## EXERCISE TEXT
───

Using a training collar (remote collar, prong collar...etc) is like learning how to drive in a driving instructor's car which comes with 2 sets of steering wheels, gas pedals and brakes.
In the beginning the student needs a lot of guidance and feedback and the extra wheel and gas and brake offer the student instant feedback whenever he makes a mistake. This is not possible if it was a normal car and the instructor is only giving the student verbal instruction.
Same with using a training collar on a dog. When the dog pulls, the collar gives the dog an instant feedback and the owner guides the dog back to the right position much like how an instructor uses his steering wheel to steer the car along with the student so the student knows exactly how much to turn and how it feels to make the perfect turn.
Once the student becomes more comfortable and proficient with the tasks the instructor does not need to use his set of tool as much as he used to. When the student has mastered all the tasks the instructor can just sit back. That extra set of tool is now just there as a back up.
This is exactly what happens with training collars. Once the dog has learned how to yield to leash pressure and understands what is expected, correction is seldom required. Eventually, training collars are just there just in case.
The correction the driving instructor gives to the students with his steering wheel when the student commits a mistake will not scare the student and shut her down; it is actually welcomed and appreciated because this valuable feedback can speed up the learning process and can potentially save the student from making a fatal mistake in the future.

───

Data records
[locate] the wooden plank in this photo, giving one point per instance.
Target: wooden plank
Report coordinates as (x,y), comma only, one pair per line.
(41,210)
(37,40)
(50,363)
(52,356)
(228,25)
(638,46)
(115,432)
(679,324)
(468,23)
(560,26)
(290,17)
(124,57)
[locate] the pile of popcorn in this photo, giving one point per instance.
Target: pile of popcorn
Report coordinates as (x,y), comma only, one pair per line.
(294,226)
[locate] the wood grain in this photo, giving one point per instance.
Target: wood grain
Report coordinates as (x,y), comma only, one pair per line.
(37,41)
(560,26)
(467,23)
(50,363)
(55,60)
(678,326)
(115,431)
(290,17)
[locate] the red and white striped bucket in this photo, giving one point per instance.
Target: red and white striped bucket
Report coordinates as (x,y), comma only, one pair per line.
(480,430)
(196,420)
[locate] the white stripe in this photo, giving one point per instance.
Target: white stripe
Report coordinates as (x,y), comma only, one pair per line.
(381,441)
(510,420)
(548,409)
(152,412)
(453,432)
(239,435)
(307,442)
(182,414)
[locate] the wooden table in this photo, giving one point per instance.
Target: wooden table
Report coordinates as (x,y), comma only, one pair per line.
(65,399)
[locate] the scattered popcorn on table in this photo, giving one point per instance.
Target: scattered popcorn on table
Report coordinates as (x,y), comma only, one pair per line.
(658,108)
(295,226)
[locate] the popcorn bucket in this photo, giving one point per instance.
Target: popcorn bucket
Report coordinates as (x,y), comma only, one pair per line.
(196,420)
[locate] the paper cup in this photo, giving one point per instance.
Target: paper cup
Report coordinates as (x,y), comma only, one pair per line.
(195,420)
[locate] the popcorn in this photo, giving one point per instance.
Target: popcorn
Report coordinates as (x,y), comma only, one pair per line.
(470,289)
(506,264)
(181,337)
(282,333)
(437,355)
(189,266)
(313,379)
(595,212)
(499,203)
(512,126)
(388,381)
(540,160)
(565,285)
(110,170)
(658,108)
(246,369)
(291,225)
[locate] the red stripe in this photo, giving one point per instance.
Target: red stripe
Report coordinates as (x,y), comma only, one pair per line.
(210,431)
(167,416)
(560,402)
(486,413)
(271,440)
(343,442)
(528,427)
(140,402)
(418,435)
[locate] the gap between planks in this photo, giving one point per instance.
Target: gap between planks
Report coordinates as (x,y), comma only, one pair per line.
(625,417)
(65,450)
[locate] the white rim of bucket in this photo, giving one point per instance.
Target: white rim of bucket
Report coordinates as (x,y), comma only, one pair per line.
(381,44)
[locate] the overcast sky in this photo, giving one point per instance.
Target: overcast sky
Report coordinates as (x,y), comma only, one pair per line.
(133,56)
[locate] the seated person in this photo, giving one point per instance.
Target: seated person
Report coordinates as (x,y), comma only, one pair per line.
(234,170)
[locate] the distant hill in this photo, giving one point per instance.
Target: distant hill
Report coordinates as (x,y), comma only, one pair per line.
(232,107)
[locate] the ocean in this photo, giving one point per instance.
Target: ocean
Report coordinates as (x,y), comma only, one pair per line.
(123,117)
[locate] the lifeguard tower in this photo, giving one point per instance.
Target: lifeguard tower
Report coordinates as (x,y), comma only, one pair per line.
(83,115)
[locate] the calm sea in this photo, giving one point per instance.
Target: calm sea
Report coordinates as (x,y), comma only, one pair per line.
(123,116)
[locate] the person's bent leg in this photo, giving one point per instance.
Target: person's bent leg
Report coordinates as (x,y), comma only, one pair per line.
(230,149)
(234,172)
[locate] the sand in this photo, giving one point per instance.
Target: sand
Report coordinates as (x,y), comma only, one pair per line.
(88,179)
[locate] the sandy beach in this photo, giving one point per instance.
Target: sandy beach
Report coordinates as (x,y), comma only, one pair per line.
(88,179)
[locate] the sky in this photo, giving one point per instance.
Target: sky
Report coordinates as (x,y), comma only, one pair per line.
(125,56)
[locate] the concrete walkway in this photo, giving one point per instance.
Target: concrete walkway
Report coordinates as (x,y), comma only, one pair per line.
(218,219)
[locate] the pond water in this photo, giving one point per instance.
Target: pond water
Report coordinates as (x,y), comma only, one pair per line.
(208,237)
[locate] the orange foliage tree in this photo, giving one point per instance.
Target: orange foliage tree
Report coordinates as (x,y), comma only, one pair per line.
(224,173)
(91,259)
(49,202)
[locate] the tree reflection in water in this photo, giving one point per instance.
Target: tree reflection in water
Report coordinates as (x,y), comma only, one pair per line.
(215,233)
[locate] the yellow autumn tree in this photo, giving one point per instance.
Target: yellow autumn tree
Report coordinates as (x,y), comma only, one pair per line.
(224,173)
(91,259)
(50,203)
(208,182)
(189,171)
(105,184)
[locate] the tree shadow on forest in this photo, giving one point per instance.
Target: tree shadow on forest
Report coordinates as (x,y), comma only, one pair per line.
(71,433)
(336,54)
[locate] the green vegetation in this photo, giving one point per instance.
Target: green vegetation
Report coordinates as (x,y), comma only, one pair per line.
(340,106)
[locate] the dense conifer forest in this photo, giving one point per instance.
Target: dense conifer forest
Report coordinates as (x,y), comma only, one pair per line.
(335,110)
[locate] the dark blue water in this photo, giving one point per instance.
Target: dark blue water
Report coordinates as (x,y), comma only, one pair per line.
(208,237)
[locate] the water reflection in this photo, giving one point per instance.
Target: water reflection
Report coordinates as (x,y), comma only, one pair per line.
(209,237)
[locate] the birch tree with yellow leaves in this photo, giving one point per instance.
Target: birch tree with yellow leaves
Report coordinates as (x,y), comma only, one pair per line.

───

## GOAL OF THE EXERCISE
In the passage about training collars, reproduce word for word the part starting at "In the beginning" and ending at "the perfect turn.".

## ANSWER FOR THE TASK
In the beginning the student needs a lot of guidance and feedback and the extra wheel and gas and brake offer the student instant feedback whenever he makes a mistake. This is not possible if it was a normal car and the instructor is only giving the student verbal instruction.
Same with using a training collar on a dog. When the dog pulls, the collar gives the dog an instant feedback and the owner guides the dog back to the right position much like how an instructor uses his steering wheel to steer the car along with the student so the student knows exactly how much to turn and how it feels to make the perfect turn.